- [TASK STATEMENT]:
Reproduce the material below, swapping "floor" for "surface" and keeping everything else the same. Leave the pictures out.

- [DATASET RECORDS]:

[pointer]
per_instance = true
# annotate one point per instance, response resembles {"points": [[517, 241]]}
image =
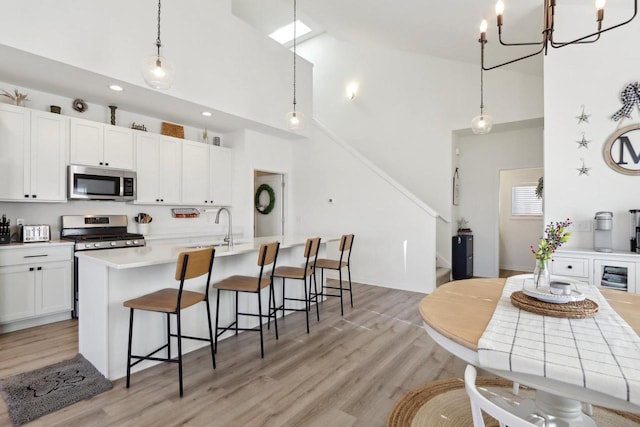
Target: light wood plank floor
{"points": [[349, 371]]}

- [RESULT]:
[pointer]
per_instance = true
# annotate one point per instance, response resembles {"points": [[517, 241]]}
image =
Target: light wood plank surface
{"points": [[349, 371]]}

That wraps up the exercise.